◆ Extrait à lire
┄┄┄┄┄┄┄┄┄┄┄┄┄┄┄┄┄┄┄┄

11 novembre 2021 | tiré d’Alternative socialiste
L’appui électoral à Rosalie (11,98%) la place en 3e position dans son district, mais aussi comme la 3e candidature indépendante sur 17 ayant recueilli le plus de voix à Montréal. Cet appui dépasse d’ailleurs la majorité de celui donné aux candidatures du 3e parti en importance, Mouvement Montréal.
Ce succès montre qu’il est possible d’aller chercher du soutien avec un programme ouvertement socialiste et des méthodes d’action basées sur l’organisation militante des gens du quartier. L’appui à Rosalie montre l’attrait grandissant pour un changement politique radical au Québec, pour une alternative socialiste. Il démontre surtout l’intérêt porté à une équipe qui était déjà plongée au cœur des luttes des locataires et qui a continué de les animer durant la campagne électorale.
Le besoin de s’organiser sur le terrain
La campagne électorale de Rosalie a tiré sa pertinence du fait qu’elle ne s’est pas contentée de recueillir des votes pour faire siéger une conseillère à la mairie d’arrondissement. Le cynisme ambiant, les bas taux de participation aux élections et la polarisation politique soulignent le rejet de ce type de parlementarisme strictement électoral.
La chance a été donnée au coureur lors des élections municipales de 2017. Portés au pouvoir de manière majoritaire, Projet Montréal et sa mairesse Valérie Plante ont présidé à une gentrification accélérée des quartiers de Montréal, en particulier à Verdun. L’itinérance a doublé et les camps de fortune sont systématiquement détruits. Les services policiers sont inondés de nouvel argent, tandis que les services de transport en commun connaîtront les coupures.
Seul un rapport de force basé sur l’organisation militante et massive des Montréalais et des Montréalaises peut forcer l’administration à nous donner ce dont nous avons réellement besoin. La campagne de Rosalie est un premier pas modeste qui témoigne du potentiel qu’a ce type d’approche.

┄┄┄┄┄┄┄┄┄┄┄┄┄┄┄┄┄┄┄┄

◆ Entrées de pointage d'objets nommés
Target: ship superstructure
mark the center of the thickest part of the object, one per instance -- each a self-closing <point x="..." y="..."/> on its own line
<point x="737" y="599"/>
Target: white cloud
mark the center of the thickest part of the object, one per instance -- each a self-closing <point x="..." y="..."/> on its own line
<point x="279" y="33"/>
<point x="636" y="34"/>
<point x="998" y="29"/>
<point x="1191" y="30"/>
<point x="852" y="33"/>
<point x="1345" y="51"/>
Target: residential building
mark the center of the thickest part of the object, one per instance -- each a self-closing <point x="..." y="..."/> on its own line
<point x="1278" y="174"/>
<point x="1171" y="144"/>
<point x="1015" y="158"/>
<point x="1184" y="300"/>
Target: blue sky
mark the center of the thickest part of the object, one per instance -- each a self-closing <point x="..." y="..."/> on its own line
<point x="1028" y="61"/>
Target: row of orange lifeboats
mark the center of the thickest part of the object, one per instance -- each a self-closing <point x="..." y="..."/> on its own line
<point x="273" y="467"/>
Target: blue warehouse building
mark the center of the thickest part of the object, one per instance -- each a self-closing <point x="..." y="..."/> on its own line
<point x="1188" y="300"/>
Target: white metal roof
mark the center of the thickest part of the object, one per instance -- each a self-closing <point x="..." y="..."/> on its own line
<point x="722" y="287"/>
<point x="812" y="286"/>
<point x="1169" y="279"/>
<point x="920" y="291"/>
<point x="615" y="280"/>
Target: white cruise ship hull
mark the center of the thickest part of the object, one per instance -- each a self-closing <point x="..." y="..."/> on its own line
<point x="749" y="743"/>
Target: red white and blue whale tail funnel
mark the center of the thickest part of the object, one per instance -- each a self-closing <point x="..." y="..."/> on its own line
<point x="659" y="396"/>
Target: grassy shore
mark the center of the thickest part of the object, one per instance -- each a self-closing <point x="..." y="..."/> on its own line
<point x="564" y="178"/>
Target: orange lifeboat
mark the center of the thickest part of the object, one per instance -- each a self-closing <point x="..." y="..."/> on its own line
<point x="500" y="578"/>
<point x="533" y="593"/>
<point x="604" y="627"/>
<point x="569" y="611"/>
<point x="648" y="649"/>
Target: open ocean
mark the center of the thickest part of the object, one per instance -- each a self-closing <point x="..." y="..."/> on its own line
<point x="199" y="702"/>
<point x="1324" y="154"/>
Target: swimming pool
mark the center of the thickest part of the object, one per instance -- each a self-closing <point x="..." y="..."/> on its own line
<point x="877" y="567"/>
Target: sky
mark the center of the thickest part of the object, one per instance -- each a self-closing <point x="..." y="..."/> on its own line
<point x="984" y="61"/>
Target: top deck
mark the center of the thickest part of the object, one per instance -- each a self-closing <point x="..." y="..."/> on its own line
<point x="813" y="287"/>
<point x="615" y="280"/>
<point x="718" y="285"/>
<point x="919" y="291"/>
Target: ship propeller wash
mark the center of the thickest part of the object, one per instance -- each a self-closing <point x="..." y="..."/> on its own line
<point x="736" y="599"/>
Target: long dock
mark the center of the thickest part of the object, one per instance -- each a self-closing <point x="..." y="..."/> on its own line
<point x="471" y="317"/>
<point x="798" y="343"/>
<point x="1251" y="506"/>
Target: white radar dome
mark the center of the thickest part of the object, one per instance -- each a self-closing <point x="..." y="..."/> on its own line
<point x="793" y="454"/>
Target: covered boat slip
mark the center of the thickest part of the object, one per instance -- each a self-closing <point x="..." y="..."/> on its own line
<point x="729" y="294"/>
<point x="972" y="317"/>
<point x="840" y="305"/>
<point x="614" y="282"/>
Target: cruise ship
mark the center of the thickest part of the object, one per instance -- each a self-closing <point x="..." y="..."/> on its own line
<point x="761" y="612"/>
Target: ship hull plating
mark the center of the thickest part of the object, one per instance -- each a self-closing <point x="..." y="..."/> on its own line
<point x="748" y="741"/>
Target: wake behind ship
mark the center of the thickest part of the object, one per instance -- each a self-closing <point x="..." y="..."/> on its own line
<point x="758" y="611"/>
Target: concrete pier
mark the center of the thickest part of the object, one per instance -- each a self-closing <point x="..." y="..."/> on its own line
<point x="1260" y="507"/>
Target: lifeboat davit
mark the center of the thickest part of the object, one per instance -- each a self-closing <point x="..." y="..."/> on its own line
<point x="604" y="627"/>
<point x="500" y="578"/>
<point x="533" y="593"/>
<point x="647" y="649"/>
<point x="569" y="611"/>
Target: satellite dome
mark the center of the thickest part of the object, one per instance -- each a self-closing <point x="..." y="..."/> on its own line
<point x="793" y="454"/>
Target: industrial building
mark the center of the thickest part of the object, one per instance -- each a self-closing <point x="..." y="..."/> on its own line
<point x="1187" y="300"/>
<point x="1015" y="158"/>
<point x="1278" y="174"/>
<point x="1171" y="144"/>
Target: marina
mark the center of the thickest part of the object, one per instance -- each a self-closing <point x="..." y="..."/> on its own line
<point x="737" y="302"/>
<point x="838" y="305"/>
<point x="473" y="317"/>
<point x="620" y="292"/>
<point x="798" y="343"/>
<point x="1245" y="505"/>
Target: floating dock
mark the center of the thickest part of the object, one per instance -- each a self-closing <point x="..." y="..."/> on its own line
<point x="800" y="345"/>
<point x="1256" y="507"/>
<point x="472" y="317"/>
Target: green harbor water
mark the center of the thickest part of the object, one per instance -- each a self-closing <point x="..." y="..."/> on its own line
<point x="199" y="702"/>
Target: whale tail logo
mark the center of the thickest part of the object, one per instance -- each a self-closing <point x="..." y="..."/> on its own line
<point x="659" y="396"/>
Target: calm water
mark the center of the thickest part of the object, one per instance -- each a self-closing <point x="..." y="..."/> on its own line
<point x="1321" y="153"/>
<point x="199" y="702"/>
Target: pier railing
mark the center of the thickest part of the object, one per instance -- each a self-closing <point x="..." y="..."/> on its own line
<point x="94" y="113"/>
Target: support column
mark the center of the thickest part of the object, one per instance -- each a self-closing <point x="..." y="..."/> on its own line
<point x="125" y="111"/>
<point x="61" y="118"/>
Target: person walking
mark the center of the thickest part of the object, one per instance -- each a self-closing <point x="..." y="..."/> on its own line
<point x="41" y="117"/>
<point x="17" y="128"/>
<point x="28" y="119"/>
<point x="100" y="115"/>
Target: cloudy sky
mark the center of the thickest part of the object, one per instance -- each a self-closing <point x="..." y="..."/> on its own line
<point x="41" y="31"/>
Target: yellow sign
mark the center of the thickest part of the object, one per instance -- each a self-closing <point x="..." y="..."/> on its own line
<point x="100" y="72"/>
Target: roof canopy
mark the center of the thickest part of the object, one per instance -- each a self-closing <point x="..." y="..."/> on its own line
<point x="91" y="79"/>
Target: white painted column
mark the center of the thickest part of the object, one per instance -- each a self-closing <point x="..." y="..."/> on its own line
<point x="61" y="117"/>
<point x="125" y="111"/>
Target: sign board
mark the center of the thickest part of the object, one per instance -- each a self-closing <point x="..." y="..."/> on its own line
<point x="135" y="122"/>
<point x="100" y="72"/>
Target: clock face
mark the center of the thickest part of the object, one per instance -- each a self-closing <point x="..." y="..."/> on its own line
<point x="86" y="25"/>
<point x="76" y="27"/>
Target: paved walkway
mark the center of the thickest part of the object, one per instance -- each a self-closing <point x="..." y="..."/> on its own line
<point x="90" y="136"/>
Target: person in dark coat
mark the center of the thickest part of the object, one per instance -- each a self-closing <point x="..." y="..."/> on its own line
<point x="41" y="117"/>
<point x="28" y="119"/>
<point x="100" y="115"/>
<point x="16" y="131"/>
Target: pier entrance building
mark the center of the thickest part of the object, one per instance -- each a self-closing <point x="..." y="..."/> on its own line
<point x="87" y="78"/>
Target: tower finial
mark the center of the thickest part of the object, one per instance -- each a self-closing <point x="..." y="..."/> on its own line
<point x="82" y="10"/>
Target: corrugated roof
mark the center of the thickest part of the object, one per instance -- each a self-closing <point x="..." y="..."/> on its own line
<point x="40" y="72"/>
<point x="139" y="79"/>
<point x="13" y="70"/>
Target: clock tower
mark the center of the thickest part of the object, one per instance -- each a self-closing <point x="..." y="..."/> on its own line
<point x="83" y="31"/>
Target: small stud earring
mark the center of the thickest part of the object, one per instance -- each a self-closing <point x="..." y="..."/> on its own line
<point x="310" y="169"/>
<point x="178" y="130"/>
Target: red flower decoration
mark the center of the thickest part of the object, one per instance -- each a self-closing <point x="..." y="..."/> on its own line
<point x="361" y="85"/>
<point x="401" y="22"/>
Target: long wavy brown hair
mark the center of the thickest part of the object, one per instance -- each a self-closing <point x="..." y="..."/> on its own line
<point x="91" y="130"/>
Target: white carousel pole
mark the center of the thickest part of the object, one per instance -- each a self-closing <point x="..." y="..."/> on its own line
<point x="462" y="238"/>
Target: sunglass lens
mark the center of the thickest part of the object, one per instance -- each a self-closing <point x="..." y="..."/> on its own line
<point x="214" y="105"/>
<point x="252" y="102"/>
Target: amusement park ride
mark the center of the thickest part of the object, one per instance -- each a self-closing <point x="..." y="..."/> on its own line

┄┄┄┄┄┄┄┄┄┄┄┄┄┄┄┄┄┄┄┄

◆ Exercices à faire
1. D'après l'article sur la campagne de Rosalie, quel pourcentage des voix Rosalie a-t-elle obtenu dans son district ?
2. Reprenez l'article sur la campagne de Rosalie juste après sa dernière phrase, s'il vous plaît, et poursuivez-le.
Les lignes n'ont aucun lien avec l'article sur la campagne de Rosalie.

◆ Corrigé de l'exercice
1. 11,98 %

2.
Aider l’organisation militante des locataires
La campagne a réussi très tôt à mobiliser une vingtaine de bénévoles non seulement pour donner de la visibilité à la candidate, mais pour aider les locataires de Verdun à s’organiser contre leur mauvais propriétaire et leur conseil municipal négligent. Organisatrice de la campagne Nos quartiers ne sont pas à vendre, Rosalie a su utiliser sa campagne électorale pour nourrir la lutte pour le droit au logement.
Les bénévoles ont sillonné les rues de Verdun pour distribuer plus de 6 500 dépliants et discuter de la lutte à la gentrification avec des centaines de citoyens et citoyennes. Les bénévoles se sont spécialement mobilisé·es pour aider les locataires de la rue Godin dans leur lutte contre un gentrificateur qui menace de les évincer. Rosalie et son équipe sont les seules personnes impliquées dans la course électorale à leur avoir prêté mainforte, malgré des appels à d’autres conseillers.
Ces locataires sont venues demander de l’aide à Rosalie lors du « comité d’accueil » organisé par son équipe lors du débat entre les personnes aspirantes à la mairie de Verdun, le 19 octobre. Cette action couverte par plusieurs médias a fait réagir à juste titre les candidatures d’Ensemble Montréal et Projet Montréal.
Impliquer les gens de Verdun
Durant la campagne de Rosalie, des dizaines de personnes ont fait des dons totalisant plus de 3 000$. Ce trésor de guerre a notamment permis d’imprimer des milliers de dépliants ainsi que d’acheter des pancartes et des affiches géantes sur lesquelles étaient bien visibles des demandes urgentes : « Stoppons les rénovictions ! », « Exproprions pour loger ! » ou encore « Taxons les super riches pour financer les services publics ! ».
L’approche militante de la campagne nous a valu bien des appuis dans les rues de Verdun, mais aussi provenant de l’international. La conseillère municipale socialiste de Seattle, Kshama Sawant – à l’origine de la victoire du salaire minimum à 15$/h ainsi que de la Taxe Amazon dans cette ville – a envoyé une lettre d’appui à Rosalie. En s’inspirant de Sawant et de son parti, Socialist Alternative, la lutte pour le droit au logement dans Verdun ne s’arrêtera pas avec les élections !
Derrière la victoire de Projet Montréal, un appui qui faiblit
Le ras de marée pour Projet Montréal le 7 novembre cache une chute de 26 226 voix des appuis à Valérie Plante par rapport aux élections de 2017. Les appuis à Denis Coderre ont baissé encore davantage, soit de 57 596. Créé en 2021, Mouvement Montréal est le seul parti à avoir fait des gains significatifs avec ses 30 200 voix. Mais le parti de Balarama Holness a échoué à faire élire qui que ce soit.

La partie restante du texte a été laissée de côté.